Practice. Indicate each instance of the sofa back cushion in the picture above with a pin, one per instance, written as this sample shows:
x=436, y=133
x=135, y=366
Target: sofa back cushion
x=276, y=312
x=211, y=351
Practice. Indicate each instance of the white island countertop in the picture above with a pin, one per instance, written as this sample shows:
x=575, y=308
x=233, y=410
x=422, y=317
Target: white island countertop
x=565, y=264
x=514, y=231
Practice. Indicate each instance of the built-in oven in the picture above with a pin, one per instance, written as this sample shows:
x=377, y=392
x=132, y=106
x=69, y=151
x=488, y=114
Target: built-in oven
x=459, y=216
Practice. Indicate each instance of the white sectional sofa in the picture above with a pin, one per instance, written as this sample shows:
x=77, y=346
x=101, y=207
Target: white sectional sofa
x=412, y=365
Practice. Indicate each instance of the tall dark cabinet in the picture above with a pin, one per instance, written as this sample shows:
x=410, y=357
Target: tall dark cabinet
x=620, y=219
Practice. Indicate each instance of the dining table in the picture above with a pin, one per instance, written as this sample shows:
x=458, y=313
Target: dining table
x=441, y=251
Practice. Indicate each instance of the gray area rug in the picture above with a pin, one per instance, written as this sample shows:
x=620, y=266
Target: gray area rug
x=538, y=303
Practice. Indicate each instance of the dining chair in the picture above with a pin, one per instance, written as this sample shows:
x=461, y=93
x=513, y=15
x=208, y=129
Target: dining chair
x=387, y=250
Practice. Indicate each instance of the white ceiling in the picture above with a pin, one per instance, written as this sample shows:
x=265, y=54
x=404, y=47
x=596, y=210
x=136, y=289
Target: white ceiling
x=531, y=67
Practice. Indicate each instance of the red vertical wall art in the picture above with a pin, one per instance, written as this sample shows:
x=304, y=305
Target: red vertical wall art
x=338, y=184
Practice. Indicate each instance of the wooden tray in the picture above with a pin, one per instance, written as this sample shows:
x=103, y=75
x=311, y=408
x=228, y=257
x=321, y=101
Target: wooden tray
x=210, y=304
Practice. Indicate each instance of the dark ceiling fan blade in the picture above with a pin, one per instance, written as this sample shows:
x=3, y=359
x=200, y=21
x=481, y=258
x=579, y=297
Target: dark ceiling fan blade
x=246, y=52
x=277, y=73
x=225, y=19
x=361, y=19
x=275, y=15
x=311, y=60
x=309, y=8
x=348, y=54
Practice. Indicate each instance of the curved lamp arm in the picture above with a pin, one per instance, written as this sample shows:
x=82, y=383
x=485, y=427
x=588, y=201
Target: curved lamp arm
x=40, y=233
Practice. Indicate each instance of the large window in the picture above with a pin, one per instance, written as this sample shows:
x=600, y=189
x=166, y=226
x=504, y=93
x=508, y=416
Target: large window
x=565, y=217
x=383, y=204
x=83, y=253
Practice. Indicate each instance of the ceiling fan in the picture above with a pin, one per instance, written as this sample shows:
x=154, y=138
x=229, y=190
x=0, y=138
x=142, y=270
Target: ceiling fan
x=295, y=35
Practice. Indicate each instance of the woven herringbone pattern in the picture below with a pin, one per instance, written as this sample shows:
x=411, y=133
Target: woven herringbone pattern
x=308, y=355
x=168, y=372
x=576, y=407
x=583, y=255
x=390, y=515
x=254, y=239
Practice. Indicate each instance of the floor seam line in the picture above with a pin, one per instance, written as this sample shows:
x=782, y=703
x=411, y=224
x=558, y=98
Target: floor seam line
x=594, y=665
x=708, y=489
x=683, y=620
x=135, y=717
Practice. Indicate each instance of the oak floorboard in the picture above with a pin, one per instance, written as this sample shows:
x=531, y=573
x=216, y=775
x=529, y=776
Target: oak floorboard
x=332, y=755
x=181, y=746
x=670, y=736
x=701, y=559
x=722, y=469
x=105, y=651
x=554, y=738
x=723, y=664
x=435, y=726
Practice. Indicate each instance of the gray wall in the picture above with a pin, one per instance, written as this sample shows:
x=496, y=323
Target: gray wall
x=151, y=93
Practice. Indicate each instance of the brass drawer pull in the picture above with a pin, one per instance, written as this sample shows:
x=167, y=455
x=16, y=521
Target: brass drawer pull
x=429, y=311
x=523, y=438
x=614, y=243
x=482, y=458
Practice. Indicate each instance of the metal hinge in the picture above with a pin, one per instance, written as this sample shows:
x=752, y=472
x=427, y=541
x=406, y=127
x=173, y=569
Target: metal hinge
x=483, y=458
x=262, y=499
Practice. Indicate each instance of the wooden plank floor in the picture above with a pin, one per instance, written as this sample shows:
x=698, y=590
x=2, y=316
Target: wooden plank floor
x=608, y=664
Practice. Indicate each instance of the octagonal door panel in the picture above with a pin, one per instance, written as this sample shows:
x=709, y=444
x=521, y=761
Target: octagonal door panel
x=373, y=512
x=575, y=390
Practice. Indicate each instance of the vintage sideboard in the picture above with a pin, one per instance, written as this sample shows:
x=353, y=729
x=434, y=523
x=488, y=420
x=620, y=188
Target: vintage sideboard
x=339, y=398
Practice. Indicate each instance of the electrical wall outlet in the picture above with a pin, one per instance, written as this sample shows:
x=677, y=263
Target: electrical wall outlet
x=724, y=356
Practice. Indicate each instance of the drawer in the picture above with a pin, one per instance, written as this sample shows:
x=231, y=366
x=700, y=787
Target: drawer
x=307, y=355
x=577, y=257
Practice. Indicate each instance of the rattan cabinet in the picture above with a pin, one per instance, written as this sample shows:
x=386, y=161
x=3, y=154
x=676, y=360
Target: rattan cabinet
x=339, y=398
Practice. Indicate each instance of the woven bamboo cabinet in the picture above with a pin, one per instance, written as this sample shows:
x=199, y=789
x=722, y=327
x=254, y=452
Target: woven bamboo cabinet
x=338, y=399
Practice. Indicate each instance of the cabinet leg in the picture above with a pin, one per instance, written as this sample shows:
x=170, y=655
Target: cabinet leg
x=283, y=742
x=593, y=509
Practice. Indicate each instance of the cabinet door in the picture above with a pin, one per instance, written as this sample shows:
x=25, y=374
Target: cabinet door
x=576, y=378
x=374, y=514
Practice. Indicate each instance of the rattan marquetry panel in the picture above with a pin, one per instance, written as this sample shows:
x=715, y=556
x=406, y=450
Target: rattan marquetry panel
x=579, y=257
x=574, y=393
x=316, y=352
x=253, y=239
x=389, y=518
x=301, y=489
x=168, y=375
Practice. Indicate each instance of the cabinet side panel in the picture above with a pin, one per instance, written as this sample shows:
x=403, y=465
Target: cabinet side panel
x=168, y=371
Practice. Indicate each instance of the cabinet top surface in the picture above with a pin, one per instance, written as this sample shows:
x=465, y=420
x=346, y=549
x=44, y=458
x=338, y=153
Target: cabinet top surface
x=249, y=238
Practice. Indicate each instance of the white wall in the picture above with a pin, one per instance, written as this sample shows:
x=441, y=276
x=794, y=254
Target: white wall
^^^^^^^^^^^^^^^^
### Short exercise
Please copy all of the records above word for word, changing nothing in any line.

### Right answer
Practice. Indicate each instance of the sofa back cushion in the picture above with a pin, one per instance, written as this sample shows:
x=436, y=133
x=135, y=366
Target: sofa back cushion
x=276, y=312
x=211, y=351
Practice. Indicate each instance of the white island countertop in the picture above with a pin, one per instance, written as this sample shows:
x=575, y=308
x=233, y=410
x=422, y=317
Target: white island countertop
x=565, y=264
x=514, y=231
Practice. Indicate each instance of the built-in oven in the picture above with a pin, one per instance, written as this sample shows:
x=377, y=392
x=132, y=106
x=69, y=151
x=488, y=114
Target: built-in oven
x=459, y=216
Practice. Indicate each instance of the white sectional sofa in the picture above with a pin, one per instance, written as this sample shows:
x=77, y=346
x=101, y=207
Target: white sectional sofa
x=412, y=365
Practice. Indicate each instance of the tall dark cabinet in the picture above with a pin, one per instance, written as this sample shows:
x=410, y=357
Target: tall dark cabinet
x=620, y=219
Practice. Indicate each instance of the dining table in the picture above with a pin, one per instance, written as this sample shows:
x=458, y=313
Target: dining table
x=441, y=251
Practice. Indicate each instance of the gray area rug in the picture above with a pin, one per instance, written as this sample shows:
x=620, y=266
Target: gray area rug
x=538, y=303
Practice. Indicate each instance of the dining chair in the picture above with a pin, one per instance, written as this sample shows:
x=461, y=93
x=513, y=15
x=208, y=129
Target: dining chair
x=387, y=250
Practice. Indicate each instance of the white ceiling in the picture above with a pin, one per instance, written as this sample shows:
x=265, y=54
x=404, y=47
x=596, y=210
x=136, y=289
Target: white ceiling
x=531, y=67
Practice. Indicate each instance of the red vertical wall art in the picture above with a pin, one per instance, written as this sample shows:
x=304, y=305
Target: red vertical wall art
x=338, y=184
Practice. Indicate each instance of the wooden tray in the picture above with a pin, one per instance, written as this sample shows:
x=103, y=75
x=311, y=408
x=228, y=257
x=321, y=101
Target: wooden tray
x=210, y=304
Practice. Indicate each instance of the dark ceiling fan blade in the picture above with a pin, one per instance, written as this sample shows:
x=3, y=359
x=200, y=21
x=481, y=258
x=579, y=297
Target: dark ceiling fan blade
x=246, y=52
x=277, y=73
x=225, y=19
x=361, y=19
x=275, y=15
x=311, y=60
x=309, y=8
x=348, y=54
Practice. Indicate each instance of the curved lamp arm in the picture above with a pin, one per instance, written as this sample shows:
x=82, y=383
x=485, y=427
x=588, y=201
Target: curved lamp arm
x=40, y=233
Practice. Indicate each instance of the large window in the picture above with a pin, one per instance, written as this sample shows:
x=600, y=189
x=166, y=226
x=504, y=93
x=508, y=416
Target: large window
x=565, y=217
x=383, y=204
x=83, y=253
Practice. Indicate each instance of the ceiling fan in the picture above with a pin, one per instance, written as this sample shows:
x=154, y=138
x=229, y=190
x=0, y=138
x=142, y=270
Target: ceiling fan
x=295, y=35
Practice. Indicate each instance of the woven herringbone pattern in the picture below with a pin, one per instance, written as this sample shows:
x=411, y=133
Target: woven herringbone pattern
x=308, y=355
x=168, y=372
x=576, y=407
x=583, y=255
x=390, y=515
x=254, y=239
Practice. Indicate each instance of the floor seam line in the picture above with a pin, one per instance, written as this sample shows:
x=782, y=703
x=411, y=224
x=558, y=98
Target: floor seam line
x=594, y=665
x=708, y=489
x=683, y=620
x=135, y=717
Practice. Indicate each instance of the oak floorboard in the picture above with a pin, one per instance, written as this sample shows:
x=531, y=573
x=216, y=775
x=529, y=776
Target: oak floorboard
x=332, y=755
x=181, y=746
x=670, y=736
x=701, y=559
x=722, y=469
x=105, y=651
x=554, y=738
x=723, y=664
x=435, y=726
Practice. Indicate each instance of the gray wall in the picture above with a pin, one per instance, written as this sample shows:
x=496, y=323
Target: gray wall
x=151, y=93
Practice. Indicate each instance of the brass drawer pull in the picture above with a pin, one per instance, written as this sample shows:
x=167, y=455
x=16, y=521
Target: brass drawer pull
x=429, y=311
x=523, y=438
x=614, y=243
x=482, y=458
Practice. Indicate each instance of the metal hinge in the picture above with a pin, one per instance, written as this sample shows:
x=752, y=472
x=427, y=541
x=406, y=127
x=173, y=569
Target: metal hinge
x=483, y=458
x=262, y=499
Practice. Indicate each instance of the wooden plank floor in the picture above with a pin, one per instance, written as this sample shows:
x=698, y=590
x=2, y=316
Target: wooden plank floor
x=608, y=664
Practice. Indicate each instance of the octagonal door panel in the picture above with a pin, one per instance, written as this sample shows:
x=709, y=444
x=521, y=761
Target: octagonal door panel
x=373, y=512
x=575, y=390
Practice. Indicate each instance of the vintage sideboard in the picture above with a pin, one per instance, written as this sample shows:
x=353, y=729
x=434, y=523
x=488, y=420
x=620, y=188
Target: vintage sideboard
x=339, y=398
Practice. Indicate each instance of the electrical wall outlet in the picture above with a pin, one per instance, written as this sample shows:
x=677, y=263
Target: electrical wall outlet
x=724, y=356
Practice. Indicate each instance of the drawer in the picture above with a pin, one per instance, written as this sample shows:
x=231, y=366
x=700, y=787
Target: drawer
x=307, y=355
x=577, y=257
Practice. Indicate each instance of the rattan cabinet in the picture above with a pin, one per instance, written as this sample shows:
x=386, y=161
x=3, y=154
x=676, y=360
Target: rattan cabinet
x=339, y=398
Practice. Indicate each instance of the woven bamboo cabinet in the picture above with a pin, one per instance, written as this sample shows:
x=199, y=789
x=722, y=327
x=254, y=452
Target: woven bamboo cabinet
x=338, y=399
Practice. Indicate each instance of the cabinet leg in the picture above with a pin, one per instance, written as this sample shows:
x=170, y=655
Target: cabinet leg
x=283, y=742
x=593, y=509
Practice. Indicate each instance of the cabinet door in the picture above with a pin, one per instance, written as this sample shows:
x=25, y=374
Target: cabinet door
x=576, y=378
x=374, y=514
Practice. Indicate each instance of the rattan marquetry panel in the picture above with a pin, one per instance, written as this sample shows:
x=715, y=556
x=406, y=450
Target: rattan marquetry panel
x=579, y=257
x=574, y=393
x=316, y=352
x=253, y=239
x=389, y=518
x=301, y=489
x=168, y=375
Practice. Indicate each instance of the cabinet side panel in the picture above with a pin, one per instance, written as this sample shows:
x=403, y=465
Target: cabinet side panel
x=168, y=371
Practice. Indicate each instance of the cabinet top surface in the picture above with a pin, one per instance, written as this sample shows:
x=465, y=420
x=346, y=549
x=44, y=458
x=338, y=153
Target: cabinet top surface
x=249, y=238
Practice. Indicate each instance of the white wall in the picture above with a pin, one per instance, written as this sample shows:
x=441, y=276
x=794, y=254
Target: white wall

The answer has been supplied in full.